* **Requirement**: Across the listing below, how many lines hold "separated"? Reply with the number by itself.

══ Extracted records

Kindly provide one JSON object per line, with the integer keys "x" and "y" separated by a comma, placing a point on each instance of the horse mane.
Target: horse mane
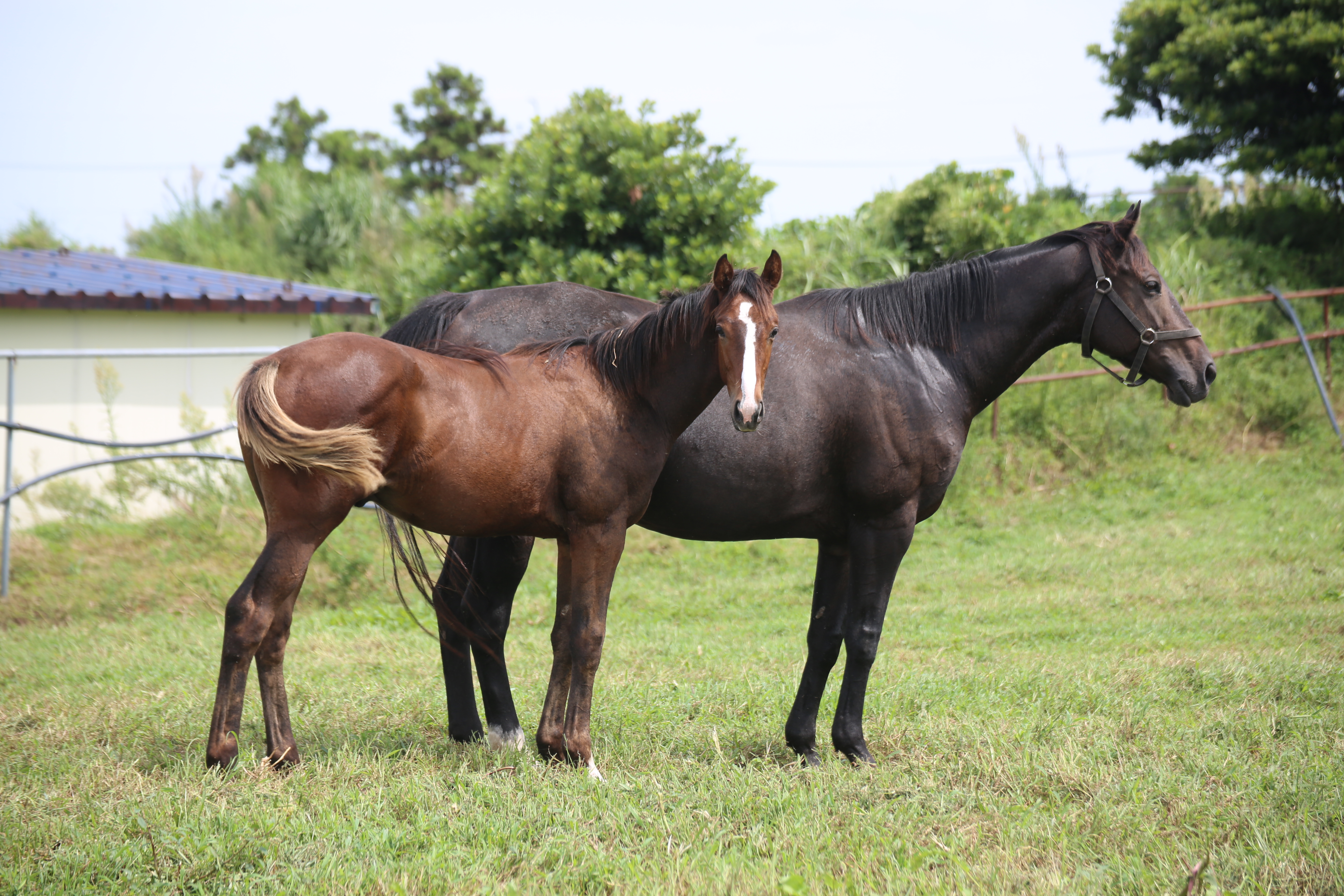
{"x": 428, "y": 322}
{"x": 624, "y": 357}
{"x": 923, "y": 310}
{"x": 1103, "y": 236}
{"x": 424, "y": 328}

════
══ Extracted records

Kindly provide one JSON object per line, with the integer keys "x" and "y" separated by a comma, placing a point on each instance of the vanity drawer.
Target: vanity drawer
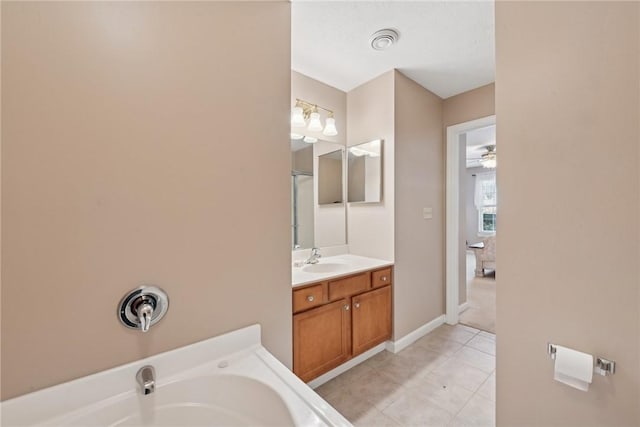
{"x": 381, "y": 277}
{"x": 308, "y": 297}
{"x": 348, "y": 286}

════
══ Extracted records

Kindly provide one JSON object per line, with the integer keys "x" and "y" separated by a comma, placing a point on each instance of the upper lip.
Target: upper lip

════

* **Answer box**: 3